> **Problema posto 1**:
Riassumi in due frasi l'articolo sul romanzo «Equazione di un amore».
> **Problema posto 2**:
Estrai dall'articolo sul romanzo «Equazione di un amore» il tratto che va da "Pubblicato da: Categoria: CULTURA" fino a "sorta di passaparola.".

> **Segmento di testo**:
>>>

Pubblicato da: Categoria: CULTURA

12
MAG
2016
A San Vito per presentare il best-seller che sta scalando le classifiche nazionali, Simona Sparaco ha incantato tutti, attraverso la storia di Lea e dei suoi sentimenti contrastanti tra due uomini che, seppure in modi differenti, le hanno fattobattere il cuore
Da settimane c’è un libro che troneggia nei posti più alti delle classifiche di vendita, il cui titolo si mormora di voce in voce, divenendo quasi una sorta di passaparola.
Il romanzo in questione è “Equazione di un amore” e ad aver catturato a tal punto l’attenzione dei lettori è quella formula di Dirac secondo cui due sistemi che hanno interagito tra di loro per un certo periodo di tempo continueranno a influenzarsi a vicenda anche a chilometri di distanza. A far eco a questa affascinante teoria vi è una storia mozzafiato, tre protagonisti dal fascino indiscusso e un’autrice, Simona Sparaco, destinata a restare a lungo tra i nomi più amati della letteratura italiana contemporanea.

<<<

> **Dati di annotazione sulla posizione degli oggetti**:
>>>

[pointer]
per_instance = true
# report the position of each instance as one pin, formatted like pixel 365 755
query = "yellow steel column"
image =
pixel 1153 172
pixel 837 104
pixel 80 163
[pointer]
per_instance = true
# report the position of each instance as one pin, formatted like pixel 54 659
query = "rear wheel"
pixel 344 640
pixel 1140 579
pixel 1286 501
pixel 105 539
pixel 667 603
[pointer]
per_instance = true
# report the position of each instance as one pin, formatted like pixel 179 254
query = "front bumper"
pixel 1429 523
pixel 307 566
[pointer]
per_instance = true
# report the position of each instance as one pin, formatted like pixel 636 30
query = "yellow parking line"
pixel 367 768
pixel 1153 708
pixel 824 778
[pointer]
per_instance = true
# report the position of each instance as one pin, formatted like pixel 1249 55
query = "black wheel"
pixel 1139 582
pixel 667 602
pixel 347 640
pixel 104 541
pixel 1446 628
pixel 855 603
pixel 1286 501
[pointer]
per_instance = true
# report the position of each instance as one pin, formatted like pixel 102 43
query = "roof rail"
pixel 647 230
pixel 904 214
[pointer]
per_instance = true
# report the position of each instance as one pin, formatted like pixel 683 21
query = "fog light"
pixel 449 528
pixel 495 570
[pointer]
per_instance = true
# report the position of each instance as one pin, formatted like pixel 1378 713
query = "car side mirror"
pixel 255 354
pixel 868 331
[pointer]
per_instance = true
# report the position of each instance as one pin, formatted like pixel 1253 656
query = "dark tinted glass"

<<<

> **Risposta scritta 1**:
Da settimane il romanzo «Equazione di un amore» di Simona Sparaco occupa i primi posti delle classifiche di vendita, e il suo titolo circola con il passaparola. Ad attirare i lettori è la formula di Dirac, secondo cui due sistemi che hanno interagito per un certo tempo continuano a influenzarsi anche a chilometri di distanza, accompagnata da una storia mozzafiato e da tre protagonisti dal fascino indiscusso.

> **Risposta scritta 2**:
Pubblicato da: Categoria: CULTURA

12
MAG
2016
A San Vito per presentare il best-seller che sta scalando le classifiche nazionali, Simona Sparaco ha incantato tutti, attraverso la storia di Lea e dei suoi sentimenti contrastanti tra due uomini che, seppure in modi differenti, le hanno fattobattere il cuore
Da settimane c’è un libro che troneggia nei posti più alti delle classifiche di vendita, il cui titolo si mormora di voce in voce, divenendo quasi una sorta di passaparola.